- **Problem to solve**
Please copy the data from the line with "paper in hand." up to and including the line with "[238,489,523,783]", switching "green shutter" to "blue shutter" and leaving all else unchanged. Return only those lines.

[Data of labeled boxes]
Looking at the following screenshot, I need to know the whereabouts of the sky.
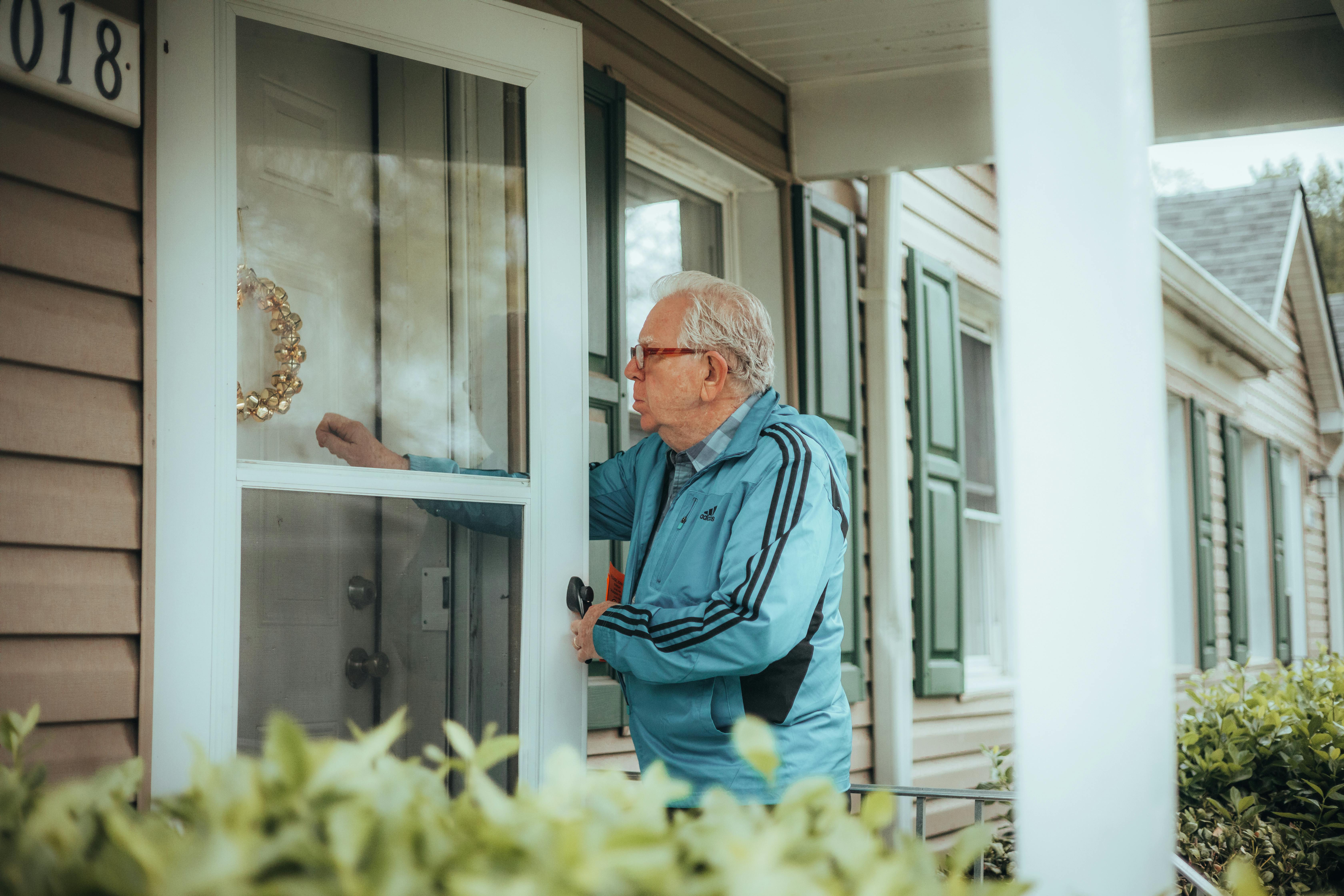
[1148,126,1344,192]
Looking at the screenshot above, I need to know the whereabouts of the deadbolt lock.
[345,647,392,689]
[345,575,378,610]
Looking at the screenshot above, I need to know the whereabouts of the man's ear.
[700,352,728,402]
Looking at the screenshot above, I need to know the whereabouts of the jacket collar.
[711,388,780,466]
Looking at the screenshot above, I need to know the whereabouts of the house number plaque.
[0,0,140,128]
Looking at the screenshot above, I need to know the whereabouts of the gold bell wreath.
[238,265,308,423]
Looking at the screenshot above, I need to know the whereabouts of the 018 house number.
[0,0,140,128]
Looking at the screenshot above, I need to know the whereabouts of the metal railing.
[849,785,1224,896]
[849,785,1017,884]
[625,771,1224,896]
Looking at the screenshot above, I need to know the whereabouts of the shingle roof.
[1157,177,1300,321]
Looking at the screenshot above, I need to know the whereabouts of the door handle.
[564,576,593,617]
[564,576,593,664]
[345,647,392,690]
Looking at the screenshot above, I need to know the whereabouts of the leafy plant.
[1176,787,1328,896]
[0,712,1025,896]
[1177,654,1344,896]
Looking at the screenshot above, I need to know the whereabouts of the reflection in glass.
[238,489,521,785]
[1167,395,1195,668]
[237,17,527,472]
[1241,430,1274,662]
[622,163,723,445]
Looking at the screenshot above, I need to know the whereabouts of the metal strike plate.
[421,567,453,631]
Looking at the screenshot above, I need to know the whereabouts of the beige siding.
[0,68,145,780]
[900,165,1013,837]
[1168,297,1331,660]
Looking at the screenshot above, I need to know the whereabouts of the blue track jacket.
[410,390,851,806]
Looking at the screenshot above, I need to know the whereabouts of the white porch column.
[989,0,1176,896]
[863,175,914,801]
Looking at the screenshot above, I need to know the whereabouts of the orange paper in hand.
[606,563,625,603]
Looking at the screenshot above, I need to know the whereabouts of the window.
[625,163,724,445]
[1167,395,1196,669]
[1278,449,1306,660]
[1242,433,1274,664]
[961,328,1005,684]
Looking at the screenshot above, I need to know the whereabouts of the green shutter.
[906,249,966,697]
[793,187,867,703]
[1223,415,1250,664]
[583,66,628,729]
[1189,399,1218,669]
[1267,441,1293,665]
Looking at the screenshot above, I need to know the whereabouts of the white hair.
[650,270,774,395]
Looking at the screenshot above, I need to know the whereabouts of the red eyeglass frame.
[630,345,700,371]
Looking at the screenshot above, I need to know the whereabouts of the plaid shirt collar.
[668,392,763,473]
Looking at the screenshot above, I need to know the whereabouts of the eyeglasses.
[630,345,700,371]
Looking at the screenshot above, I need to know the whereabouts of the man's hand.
[317,414,411,470]
[570,600,616,662]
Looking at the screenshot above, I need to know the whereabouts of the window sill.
[957,676,1016,703]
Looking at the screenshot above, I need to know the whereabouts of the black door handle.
[564,576,593,617]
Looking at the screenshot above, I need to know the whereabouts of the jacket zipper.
[656,492,700,582]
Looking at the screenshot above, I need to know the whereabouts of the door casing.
[152,0,589,795]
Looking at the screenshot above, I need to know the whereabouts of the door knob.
[345,575,378,610]
[345,647,392,689]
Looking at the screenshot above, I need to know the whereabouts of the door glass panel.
[237,17,527,472]
[238,489,523,783]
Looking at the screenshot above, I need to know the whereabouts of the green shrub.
[1176,656,1344,896]
[0,713,1024,896]
[1176,787,1328,896]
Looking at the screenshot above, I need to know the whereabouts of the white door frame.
[146,0,587,795]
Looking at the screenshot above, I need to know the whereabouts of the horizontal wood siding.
[505,0,790,181]
[28,721,137,780]
[0,637,140,723]
[0,544,140,634]
[0,269,142,382]
[1167,274,1331,661]
[0,70,144,780]
[900,165,1013,837]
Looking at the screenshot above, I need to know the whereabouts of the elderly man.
[317,271,851,805]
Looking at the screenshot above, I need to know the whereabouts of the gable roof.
[1157,177,1301,321]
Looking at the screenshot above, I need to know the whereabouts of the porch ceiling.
[665,0,1344,177]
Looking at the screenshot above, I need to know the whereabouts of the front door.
[155,0,587,793]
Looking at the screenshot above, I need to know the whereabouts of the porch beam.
[789,19,1344,180]
[863,175,914,801]
[989,0,1176,896]
[1153,16,1344,142]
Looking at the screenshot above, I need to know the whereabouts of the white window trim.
[625,130,742,283]
[960,318,1015,701]
[151,0,587,794]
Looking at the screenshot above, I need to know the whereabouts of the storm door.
[235,10,540,782]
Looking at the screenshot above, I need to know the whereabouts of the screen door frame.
[154,0,589,795]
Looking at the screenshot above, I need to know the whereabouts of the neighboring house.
[1157,177,1344,672]
[856,175,1344,836]
[0,10,1344,872]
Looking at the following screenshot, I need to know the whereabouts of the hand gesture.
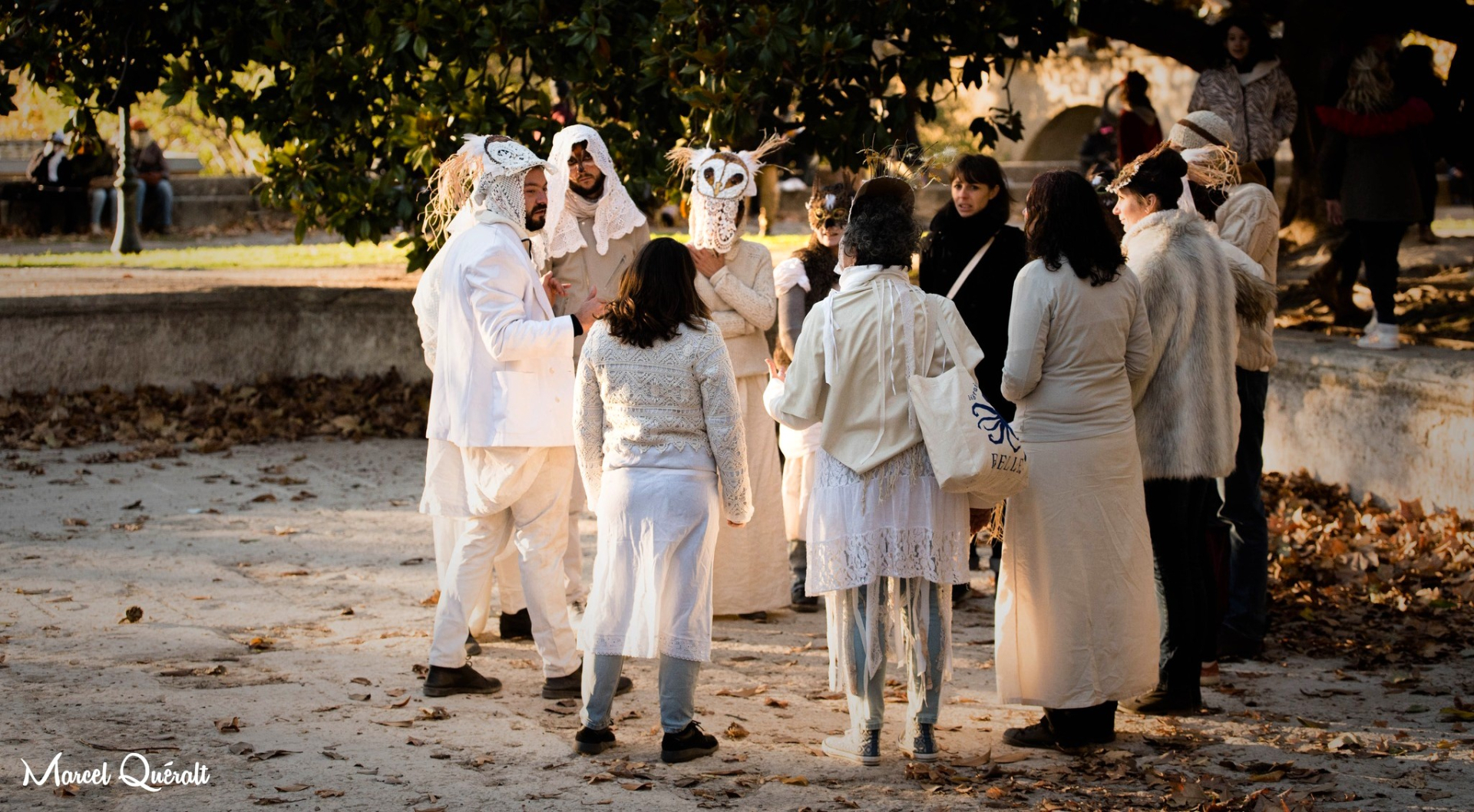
[573,287,607,332]
[543,271,573,304]
[687,248,727,279]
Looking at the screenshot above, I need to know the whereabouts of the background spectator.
[71,136,118,236]
[25,131,71,234]
[1188,16,1296,192]
[1393,46,1453,245]
[128,118,174,234]
[1115,71,1162,167]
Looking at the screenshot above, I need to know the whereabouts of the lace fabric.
[806,444,970,596]
[544,124,646,259]
[575,322,753,522]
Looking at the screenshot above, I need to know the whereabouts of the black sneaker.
[660,722,716,764]
[1004,719,1059,750]
[573,728,616,756]
[501,609,532,639]
[425,665,501,697]
[1120,688,1203,716]
[543,666,636,698]
[788,586,820,615]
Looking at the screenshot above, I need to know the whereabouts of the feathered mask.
[665,136,788,253]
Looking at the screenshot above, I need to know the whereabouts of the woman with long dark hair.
[766,177,982,766]
[993,170,1158,750]
[573,237,753,762]
[1188,15,1297,192]
[917,155,1029,599]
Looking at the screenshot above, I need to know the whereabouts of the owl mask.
[665,136,787,253]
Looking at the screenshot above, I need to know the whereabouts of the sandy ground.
[0,441,1474,812]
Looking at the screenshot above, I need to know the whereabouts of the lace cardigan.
[573,322,753,523]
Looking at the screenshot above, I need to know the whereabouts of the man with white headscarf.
[420,136,628,698]
[544,124,650,601]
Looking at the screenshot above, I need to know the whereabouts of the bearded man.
[544,124,650,602]
[420,136,630,698]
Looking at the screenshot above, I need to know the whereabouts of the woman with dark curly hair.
[573,239,753,762]
[766,177,982,765]
[993,170,1157,750]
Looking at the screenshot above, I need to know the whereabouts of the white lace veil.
[543,124,646,259]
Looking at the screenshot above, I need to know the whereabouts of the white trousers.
[431,516,527,637]
[563,473,588,602]
[431,447,582,676]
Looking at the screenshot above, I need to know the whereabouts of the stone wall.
[0,287,429,392]
[1264,330,1474,514]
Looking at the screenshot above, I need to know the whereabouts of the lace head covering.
[543,124,646,259]
[425,136,547,245]
[665,136,788,253]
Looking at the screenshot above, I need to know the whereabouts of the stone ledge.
[1264,330,1474,513]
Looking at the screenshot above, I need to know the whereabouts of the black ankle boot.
[501,609,532,639]
[573,728,616,756]
[660,722,716,764]
[425,665,501,697]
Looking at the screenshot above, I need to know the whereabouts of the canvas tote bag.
[907,299,1029,501]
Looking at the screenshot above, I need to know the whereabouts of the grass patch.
[0,242,404,269]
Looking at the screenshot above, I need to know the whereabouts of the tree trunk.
[112,104,143,253]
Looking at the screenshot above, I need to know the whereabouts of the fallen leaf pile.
[1263,471,1474,668]
[0,370,431,454]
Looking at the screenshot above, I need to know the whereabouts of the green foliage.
[0,0,1069,268]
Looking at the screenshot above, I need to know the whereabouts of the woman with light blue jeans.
[573,237,753,762]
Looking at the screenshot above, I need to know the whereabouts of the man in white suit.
[420,136,628,698]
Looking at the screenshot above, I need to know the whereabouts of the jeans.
[1336,220,1408,324]
[87,189,117,227]
[1142,477,1213,701]
[788,538,809,602]
[133,178,174,227]
[580,655,702,732]
[840,578,950,731]
[1218,368,1269,639]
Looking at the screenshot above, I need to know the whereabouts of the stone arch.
[1023,104,1101,160]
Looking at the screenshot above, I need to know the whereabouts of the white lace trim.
[544,124,646,259]
[575,322,752,522]
[805,444,971,596]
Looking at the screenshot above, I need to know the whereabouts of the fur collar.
[1120,210,1207,258]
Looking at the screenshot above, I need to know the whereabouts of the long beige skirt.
[993,429,1160,709]
[712,375,792,615]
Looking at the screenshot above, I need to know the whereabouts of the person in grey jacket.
[1188,16,1297,192]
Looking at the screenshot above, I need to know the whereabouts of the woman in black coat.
[920,155,1029,420]
[920,155,1029,601]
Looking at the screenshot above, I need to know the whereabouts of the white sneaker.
[1356,324,1399,349]
[824,728,880,766]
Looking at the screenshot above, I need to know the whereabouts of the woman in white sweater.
[573,239,753,762]
[1110,143,1238,715]
[995,170,1158,750]
[769,177,983,766]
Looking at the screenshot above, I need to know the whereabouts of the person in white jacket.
[420,136,628,698]
[415,203,532,655]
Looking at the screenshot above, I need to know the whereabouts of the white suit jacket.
[425,223,573,448]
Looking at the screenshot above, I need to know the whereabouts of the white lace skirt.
[578,467,722,662]
[805,444,970,596]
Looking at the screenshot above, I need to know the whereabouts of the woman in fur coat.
[1110,149,1238,715]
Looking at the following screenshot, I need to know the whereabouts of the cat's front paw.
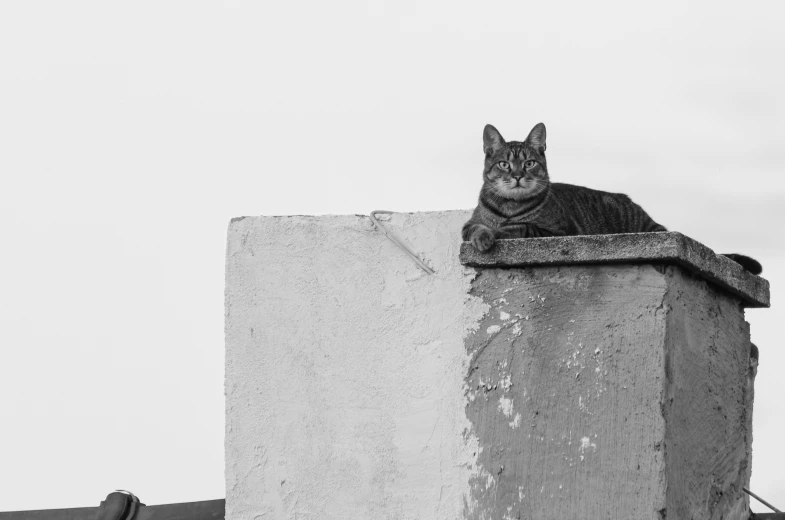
[470,226,496,253]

- **Solution below**
Looking at the screenshot above, I need to know the whereabouts of the orange paper in hand.
[606,563,625,603]
Looking at the screenshot above, I need to know the whereabouts of the window.
[625,163,724,445]
[1167,395,1196,669]
[1278,449,1306,660]
[1242,433,1274,664]
[961,328,1005,684]
Looking at the screenshot above, I need to know the whereabouts of the blue shutter.
[906,249,966,697]
[793,187,867,703]
[1223,415,1250,664]
[583,66,628,729]
[1189,399,1218,669]
[1267,441,1293,665]
Looking at the screenshot above, I need to know the whereabouts of the white hair.
[650,270,774,395]
Looking at the screenshot above, I need to know the whereabouts of the red eyeglass frame.
[630,345,700,371]
Looking at the screenshot above, I need to know the whereabouts of the plaid shirt collar.
[668,392,763,473]
Looking at the screenshot above, I need to know the whereabouts of the eyeglasses.
[630,345,700,371]
Looking at the screenshot above, I need to know the whereabouts of the man's hand.
[317,414,411,470]
[570,600,616,662]
Looking at the screenshot above, I need to know the whereabouts of the window sill.
[957,676,1016,703]
Looking at the screenshot above, I need to know the whereabouts of the black door handle.
[564,576,593,617]
Looking at the screenshot above, I need to know the whereabouts of the jacket zipper.
[656,492,700,582]
Looking at the screenshot above, I need to know the whereabouts of the door casing.
[152,0,589,795]
Looking at the screenshot above, I need to know the whereabouts of the door knob.
[345,575,378,610]
[345,647,392,689]
Looking at the screenshot above, I need to know the whereabouts of the door glass panel.
[237,17,527,472]
[238,489,523,783]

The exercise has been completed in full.